**Exercise aim**.
Copy the items word for word, starting at their first line and ending with the line that contains "36], [376, 267]]", and include that line.

**Dataset**.
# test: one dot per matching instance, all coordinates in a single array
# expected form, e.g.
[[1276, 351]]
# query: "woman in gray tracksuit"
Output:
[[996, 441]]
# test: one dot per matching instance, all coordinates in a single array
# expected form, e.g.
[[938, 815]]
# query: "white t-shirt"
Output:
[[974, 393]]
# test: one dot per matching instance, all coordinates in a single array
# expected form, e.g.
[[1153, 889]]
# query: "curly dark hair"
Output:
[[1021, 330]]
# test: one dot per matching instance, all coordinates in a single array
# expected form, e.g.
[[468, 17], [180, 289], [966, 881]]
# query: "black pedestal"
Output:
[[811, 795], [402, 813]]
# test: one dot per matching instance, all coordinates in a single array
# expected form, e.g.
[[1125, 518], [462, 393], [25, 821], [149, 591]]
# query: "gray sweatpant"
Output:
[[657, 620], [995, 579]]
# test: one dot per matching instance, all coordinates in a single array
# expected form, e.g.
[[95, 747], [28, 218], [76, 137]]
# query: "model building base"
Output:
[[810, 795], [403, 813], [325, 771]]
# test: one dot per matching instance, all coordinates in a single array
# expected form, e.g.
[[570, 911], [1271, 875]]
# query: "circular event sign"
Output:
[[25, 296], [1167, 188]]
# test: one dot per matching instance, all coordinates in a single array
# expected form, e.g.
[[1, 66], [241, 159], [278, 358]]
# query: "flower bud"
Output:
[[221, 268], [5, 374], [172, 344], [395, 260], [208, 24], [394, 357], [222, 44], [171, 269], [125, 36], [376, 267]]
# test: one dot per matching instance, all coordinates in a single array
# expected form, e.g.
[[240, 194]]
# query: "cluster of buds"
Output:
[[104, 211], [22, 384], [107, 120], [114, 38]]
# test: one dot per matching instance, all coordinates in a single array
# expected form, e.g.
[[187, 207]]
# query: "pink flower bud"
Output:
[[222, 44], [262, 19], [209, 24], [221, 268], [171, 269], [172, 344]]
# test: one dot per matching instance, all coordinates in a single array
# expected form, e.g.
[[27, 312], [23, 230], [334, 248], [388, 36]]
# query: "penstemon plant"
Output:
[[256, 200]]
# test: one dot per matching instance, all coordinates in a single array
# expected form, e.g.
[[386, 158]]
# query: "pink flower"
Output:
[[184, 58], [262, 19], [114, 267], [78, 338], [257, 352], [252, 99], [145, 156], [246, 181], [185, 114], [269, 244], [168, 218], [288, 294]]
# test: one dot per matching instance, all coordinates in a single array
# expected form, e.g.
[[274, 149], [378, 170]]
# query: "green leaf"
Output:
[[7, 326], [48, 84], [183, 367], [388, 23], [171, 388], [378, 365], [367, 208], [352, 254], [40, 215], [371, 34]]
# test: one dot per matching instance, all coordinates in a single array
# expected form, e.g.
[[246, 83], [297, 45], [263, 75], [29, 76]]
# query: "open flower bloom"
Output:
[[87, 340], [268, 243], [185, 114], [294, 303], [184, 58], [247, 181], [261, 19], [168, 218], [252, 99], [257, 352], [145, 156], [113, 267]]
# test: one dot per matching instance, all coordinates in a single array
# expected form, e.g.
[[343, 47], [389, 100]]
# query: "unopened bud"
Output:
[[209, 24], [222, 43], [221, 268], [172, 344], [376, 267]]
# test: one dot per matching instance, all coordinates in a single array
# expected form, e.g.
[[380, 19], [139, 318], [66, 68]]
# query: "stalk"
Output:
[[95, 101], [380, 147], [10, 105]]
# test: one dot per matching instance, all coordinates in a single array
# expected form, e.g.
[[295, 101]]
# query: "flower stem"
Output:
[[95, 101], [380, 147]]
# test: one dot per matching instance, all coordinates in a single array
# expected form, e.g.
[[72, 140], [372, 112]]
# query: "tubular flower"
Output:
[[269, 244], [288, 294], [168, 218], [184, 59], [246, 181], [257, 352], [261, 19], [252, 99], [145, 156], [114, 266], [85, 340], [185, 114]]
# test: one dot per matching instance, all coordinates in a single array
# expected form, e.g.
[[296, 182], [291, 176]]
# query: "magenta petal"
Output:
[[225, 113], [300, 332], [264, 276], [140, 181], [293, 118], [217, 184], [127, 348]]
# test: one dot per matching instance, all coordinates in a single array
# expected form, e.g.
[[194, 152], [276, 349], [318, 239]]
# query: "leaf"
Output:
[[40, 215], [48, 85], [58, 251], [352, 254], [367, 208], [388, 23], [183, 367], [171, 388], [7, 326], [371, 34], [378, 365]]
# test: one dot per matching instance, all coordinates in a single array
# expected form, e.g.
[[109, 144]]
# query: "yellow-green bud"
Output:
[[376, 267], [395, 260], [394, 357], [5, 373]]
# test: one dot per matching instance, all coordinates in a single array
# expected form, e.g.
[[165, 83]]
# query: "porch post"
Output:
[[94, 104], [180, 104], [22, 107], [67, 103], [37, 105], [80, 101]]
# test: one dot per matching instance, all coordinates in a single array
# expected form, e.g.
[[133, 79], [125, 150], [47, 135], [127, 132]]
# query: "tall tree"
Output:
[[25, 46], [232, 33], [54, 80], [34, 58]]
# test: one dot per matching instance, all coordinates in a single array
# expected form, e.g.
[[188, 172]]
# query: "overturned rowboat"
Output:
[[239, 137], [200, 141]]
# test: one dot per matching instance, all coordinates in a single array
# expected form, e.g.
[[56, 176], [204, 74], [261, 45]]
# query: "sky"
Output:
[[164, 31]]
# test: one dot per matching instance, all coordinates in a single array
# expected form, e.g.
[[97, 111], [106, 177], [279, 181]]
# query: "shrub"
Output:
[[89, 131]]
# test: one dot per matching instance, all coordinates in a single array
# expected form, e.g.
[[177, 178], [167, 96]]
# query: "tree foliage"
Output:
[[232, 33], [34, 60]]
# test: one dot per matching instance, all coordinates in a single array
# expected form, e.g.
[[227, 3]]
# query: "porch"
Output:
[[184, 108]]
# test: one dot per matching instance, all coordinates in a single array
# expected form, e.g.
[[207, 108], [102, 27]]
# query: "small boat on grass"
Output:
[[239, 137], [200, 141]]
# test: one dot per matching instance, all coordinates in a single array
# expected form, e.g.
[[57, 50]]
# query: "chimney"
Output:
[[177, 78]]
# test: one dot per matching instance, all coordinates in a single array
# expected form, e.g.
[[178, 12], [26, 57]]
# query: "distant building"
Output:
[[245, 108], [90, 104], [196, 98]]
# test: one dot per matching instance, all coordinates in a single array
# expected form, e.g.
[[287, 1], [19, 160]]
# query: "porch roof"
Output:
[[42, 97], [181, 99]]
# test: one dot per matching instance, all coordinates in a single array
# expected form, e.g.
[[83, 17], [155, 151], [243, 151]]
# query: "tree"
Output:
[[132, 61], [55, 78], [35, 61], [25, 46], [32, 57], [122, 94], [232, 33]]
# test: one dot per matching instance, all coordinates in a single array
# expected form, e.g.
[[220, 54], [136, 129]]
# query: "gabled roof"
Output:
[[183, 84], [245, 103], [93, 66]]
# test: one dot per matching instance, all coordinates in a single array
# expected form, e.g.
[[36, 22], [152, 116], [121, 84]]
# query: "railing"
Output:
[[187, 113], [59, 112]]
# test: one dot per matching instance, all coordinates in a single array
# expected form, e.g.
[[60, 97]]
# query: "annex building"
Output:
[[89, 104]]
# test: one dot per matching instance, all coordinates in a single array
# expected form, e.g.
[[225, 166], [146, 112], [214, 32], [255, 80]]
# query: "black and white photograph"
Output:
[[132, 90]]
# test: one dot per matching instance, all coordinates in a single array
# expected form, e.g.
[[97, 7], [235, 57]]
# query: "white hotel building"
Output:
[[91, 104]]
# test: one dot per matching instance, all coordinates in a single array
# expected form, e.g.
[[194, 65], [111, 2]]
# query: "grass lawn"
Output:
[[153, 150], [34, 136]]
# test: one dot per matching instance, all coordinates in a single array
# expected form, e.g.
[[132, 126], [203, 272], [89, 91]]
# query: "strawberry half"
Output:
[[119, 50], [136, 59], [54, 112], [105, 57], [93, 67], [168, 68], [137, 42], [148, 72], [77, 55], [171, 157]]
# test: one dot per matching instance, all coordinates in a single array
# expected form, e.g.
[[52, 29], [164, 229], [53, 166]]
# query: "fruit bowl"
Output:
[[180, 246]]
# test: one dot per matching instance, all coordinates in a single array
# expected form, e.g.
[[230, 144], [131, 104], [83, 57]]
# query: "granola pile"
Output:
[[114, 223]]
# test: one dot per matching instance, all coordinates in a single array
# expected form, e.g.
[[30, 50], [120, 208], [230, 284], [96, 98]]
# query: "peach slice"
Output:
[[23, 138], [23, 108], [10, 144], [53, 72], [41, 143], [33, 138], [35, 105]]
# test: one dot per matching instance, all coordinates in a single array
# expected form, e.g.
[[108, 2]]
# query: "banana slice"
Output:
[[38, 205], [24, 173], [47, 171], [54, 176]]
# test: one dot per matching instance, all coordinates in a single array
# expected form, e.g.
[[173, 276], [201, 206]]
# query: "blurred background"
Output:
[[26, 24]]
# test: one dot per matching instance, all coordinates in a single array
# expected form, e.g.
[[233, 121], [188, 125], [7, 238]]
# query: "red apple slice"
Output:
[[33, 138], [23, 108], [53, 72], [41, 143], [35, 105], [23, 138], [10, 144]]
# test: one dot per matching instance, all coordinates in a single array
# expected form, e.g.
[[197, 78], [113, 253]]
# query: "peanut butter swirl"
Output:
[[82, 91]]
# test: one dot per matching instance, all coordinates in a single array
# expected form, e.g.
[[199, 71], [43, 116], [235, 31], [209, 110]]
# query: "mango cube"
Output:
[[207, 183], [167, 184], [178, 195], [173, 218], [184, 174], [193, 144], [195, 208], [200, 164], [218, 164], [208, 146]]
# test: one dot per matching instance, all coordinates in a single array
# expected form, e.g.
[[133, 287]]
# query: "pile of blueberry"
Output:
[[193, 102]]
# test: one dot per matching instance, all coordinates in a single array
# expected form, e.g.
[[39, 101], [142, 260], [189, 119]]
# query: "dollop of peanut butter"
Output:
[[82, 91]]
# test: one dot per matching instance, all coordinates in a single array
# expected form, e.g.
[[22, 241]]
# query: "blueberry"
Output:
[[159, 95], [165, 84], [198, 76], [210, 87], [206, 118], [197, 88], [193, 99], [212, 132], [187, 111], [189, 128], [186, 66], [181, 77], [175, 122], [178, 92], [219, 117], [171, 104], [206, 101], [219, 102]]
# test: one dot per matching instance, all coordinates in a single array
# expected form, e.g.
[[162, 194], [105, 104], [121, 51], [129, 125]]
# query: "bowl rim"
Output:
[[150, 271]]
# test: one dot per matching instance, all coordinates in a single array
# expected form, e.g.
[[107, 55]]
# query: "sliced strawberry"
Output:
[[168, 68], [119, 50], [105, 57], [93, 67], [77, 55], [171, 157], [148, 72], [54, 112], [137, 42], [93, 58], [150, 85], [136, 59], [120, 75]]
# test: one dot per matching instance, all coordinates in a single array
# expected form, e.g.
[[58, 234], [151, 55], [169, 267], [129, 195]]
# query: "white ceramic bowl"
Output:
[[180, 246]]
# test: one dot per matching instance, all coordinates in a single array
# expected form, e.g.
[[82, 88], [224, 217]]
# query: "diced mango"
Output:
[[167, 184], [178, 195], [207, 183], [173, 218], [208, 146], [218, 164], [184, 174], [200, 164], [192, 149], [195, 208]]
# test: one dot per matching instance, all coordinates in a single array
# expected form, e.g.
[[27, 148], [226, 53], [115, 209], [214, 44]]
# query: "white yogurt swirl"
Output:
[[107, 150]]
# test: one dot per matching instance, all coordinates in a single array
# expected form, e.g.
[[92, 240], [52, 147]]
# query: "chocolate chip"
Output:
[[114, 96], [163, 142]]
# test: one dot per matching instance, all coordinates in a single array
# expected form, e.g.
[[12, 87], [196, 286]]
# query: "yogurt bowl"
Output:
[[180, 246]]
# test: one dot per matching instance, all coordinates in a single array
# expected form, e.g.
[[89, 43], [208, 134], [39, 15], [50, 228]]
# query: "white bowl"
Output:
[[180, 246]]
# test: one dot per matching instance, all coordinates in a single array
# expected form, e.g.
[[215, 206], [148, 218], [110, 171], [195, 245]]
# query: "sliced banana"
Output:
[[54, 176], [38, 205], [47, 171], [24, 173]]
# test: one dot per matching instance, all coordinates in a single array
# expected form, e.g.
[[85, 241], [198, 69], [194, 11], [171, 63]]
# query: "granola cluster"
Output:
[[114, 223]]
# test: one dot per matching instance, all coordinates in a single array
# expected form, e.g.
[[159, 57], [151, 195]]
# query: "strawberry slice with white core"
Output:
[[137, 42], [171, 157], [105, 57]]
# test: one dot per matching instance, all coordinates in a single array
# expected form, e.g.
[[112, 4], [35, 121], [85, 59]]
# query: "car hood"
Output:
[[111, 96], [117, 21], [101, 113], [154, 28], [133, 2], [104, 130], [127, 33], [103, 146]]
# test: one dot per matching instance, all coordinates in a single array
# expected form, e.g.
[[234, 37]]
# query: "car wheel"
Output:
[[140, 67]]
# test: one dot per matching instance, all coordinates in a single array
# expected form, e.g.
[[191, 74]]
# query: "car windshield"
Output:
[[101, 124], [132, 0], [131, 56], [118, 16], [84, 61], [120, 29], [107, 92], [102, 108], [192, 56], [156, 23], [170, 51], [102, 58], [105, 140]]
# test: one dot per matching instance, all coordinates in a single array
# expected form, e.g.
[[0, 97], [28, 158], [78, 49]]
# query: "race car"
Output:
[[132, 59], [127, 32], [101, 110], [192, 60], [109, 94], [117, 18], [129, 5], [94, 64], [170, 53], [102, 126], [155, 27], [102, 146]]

**Answer to the exercise**.
# test: one dot per matching instance, all coordinates in a single array
# expected form, e.g.
[[1276, 351]]
# query: "woman in gray tracksuit"
Output:
[[996, 441]]
# test: one dot per matching instance, all coordinates in a single array
# expected form, e.g.
[[938, 815]]
# query: "white t-shirt"
Output:
[[974, 393]]
# test: one dot per matching instance, all coordinates in a single array
# expected form, e.g.
[[1153, 889]]
# query: "curly dark hair"
Output:
[[1021, 330]]
# test: one dot per matching instance, all coordinates in a single array
# expected form, e.g.
[[468, 17], [180, 289], [966, 881]]
# query: "black pedestal"
Output:
[[811, 795], [402, 813]]
# test: one dot per matching instance, all coordinates in a single array
# expected form, e.g.
[[1125, 518], [462, 393], [25, 821], [149, 591]]
# query: "gray sweatpant"
Output:
[[657, 620], [995, 579]]
# test: one dot per matching instance, all coordinates in a single array
# expected form, e.g.
[[95, 747], [28, 218], [76, 137]]
# query: "model building base"
Output:
[[810, 795], [403, 813], [325, 771]]
# test: one dot per matching instance, all coordinates in a single array
# expected form, e.g.
[[570, 911], [1271, 875]]
# query: "circular event sign"
Output:
[[25, 296], [1167, 188]]
# test: one dot per matching instance, all coordinates in a single array
# expected form, e.g.
[[1, 66], [241, 159], [278, 358]]
# query: "flower bud"
Output:
[[221, 268], [5, 374], [172, 344], [395, 260], [208, 24], [394, 357], [222, 44], [171, 269], [125, 36], [376, 267]]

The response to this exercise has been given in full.